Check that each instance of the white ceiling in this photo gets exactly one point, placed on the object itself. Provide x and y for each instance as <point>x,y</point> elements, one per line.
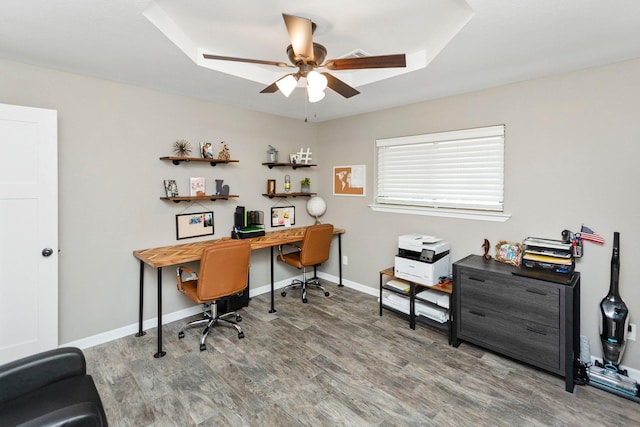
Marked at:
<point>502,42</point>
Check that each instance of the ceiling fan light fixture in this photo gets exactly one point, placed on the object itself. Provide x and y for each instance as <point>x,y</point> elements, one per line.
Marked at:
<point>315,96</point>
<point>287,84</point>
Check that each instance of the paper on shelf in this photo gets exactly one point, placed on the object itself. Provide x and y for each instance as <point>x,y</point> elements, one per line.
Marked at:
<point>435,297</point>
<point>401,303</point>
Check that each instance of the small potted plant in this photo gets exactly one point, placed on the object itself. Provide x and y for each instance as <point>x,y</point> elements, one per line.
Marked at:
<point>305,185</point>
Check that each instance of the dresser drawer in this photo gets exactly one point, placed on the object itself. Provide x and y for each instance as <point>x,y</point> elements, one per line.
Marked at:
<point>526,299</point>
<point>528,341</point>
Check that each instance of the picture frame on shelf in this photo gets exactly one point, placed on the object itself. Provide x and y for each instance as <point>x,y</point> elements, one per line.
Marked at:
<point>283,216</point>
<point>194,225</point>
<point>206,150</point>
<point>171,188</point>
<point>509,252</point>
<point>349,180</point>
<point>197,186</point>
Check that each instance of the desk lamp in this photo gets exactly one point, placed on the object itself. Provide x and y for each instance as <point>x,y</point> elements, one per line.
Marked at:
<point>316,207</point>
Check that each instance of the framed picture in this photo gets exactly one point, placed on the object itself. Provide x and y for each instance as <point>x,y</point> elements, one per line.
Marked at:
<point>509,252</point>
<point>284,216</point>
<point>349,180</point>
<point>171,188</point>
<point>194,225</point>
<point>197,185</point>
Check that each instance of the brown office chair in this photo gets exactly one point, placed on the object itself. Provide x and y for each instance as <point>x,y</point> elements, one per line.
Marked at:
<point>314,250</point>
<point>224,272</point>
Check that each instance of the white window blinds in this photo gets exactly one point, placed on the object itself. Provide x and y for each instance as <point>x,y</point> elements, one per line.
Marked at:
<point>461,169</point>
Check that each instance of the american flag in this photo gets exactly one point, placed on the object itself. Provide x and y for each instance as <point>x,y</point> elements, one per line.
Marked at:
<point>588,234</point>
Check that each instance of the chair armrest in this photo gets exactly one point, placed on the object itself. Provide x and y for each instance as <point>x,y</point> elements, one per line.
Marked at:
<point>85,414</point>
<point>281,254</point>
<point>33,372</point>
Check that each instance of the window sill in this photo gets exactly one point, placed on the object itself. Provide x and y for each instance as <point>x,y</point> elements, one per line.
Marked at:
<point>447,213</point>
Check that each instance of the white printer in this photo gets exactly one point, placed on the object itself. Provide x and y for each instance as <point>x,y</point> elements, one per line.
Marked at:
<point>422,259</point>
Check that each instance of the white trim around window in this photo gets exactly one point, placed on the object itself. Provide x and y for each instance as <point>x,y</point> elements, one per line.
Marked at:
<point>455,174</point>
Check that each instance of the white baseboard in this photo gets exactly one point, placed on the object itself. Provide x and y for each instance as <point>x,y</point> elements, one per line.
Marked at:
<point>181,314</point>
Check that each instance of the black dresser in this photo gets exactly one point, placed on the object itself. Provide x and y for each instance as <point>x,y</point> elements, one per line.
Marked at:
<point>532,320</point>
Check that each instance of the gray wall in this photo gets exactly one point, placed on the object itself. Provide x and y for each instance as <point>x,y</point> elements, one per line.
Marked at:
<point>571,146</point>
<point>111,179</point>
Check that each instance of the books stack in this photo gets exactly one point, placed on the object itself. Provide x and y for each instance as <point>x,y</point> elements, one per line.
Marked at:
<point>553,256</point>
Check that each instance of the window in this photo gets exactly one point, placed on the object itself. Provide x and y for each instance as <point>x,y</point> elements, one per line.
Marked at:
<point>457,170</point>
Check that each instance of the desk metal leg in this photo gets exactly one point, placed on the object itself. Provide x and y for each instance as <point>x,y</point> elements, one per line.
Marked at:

========

* _TO DO_:
In the listing, how many lines hold "picture"? Answer with a bare number.

* _TASK SOLUTION_:
2